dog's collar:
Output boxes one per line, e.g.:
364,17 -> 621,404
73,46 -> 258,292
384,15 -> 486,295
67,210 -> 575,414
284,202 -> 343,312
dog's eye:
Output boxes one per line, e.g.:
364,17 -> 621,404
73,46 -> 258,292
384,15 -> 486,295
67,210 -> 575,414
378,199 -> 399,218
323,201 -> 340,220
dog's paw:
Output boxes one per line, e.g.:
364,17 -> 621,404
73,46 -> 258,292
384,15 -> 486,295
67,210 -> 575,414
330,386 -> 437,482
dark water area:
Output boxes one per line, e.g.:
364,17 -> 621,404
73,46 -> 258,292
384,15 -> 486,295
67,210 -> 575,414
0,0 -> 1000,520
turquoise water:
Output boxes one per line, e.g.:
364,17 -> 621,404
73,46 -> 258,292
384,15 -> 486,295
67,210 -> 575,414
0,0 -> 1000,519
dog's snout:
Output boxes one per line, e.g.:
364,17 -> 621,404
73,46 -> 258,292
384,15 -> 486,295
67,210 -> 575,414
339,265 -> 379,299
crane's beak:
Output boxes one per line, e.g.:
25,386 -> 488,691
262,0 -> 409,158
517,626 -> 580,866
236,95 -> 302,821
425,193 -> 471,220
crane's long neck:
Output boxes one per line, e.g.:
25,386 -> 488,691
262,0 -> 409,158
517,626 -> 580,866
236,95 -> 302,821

────────────────────

▶ What is asked
Rewrite all of the entries above, substituting "puppy's" for every "dog's" and keeping everything else the same.

▶ Response to the exercise
puppy's collar:
Output boxes one per line, e.g.:
364,17 -> 621,404
73,46 -> 258,292
384,15 -> 486,295
67,210 -> 575,414
284,202 -> 343,312
puppy's eye:
Output boxes one per line, e.g.:
364,17 -> 621,404
73,46 -> 258,292
384,15 -> 486,295
67,210 -> 575,414
378,199 -> 399,218
323,201 -> 340,220
puppy's paw:
Output boxes one per line, e.g.:
364,17 -> 621,404
73,46 -> 258,292
384,15 -> 486,295
67,210 -> 575,414
330,386 -> 437,482
dark water area:
Output boxes one per line, e.g.:
364,17 -> 621,404
73,46 -> 258,292
384,15 -> 486,295
67,210 -> 575,414
0,0 -> 1000,520
turquoise water:
Output boxes one per line, e.g.:
364,17 -> 621,404
73,46 -> 258,292
384,15 -> 486,295
67,210 -> 575,414
0,0 -> 1000,519
puppy's snout:
Output boxes one per line, e.g.:
364,17 -> 621,404
73,46 -> 258,292
384,15 -> 486,295
67,210 -> 575,414
339,265 -> 379,299
crane's beak:
Output boxes one per line, e.g.:
25,386 -> 488,691
262,0 -> 409,158
517,626 -> 580,866
236,95 -> 302,821
425,193 -> 471,220
crane's long neck:
Output boxes one per line, e.g.:
25,386 -> 488,691
262,0 -> 409,158
517,626 -> 580,866
236,95 -> 302,821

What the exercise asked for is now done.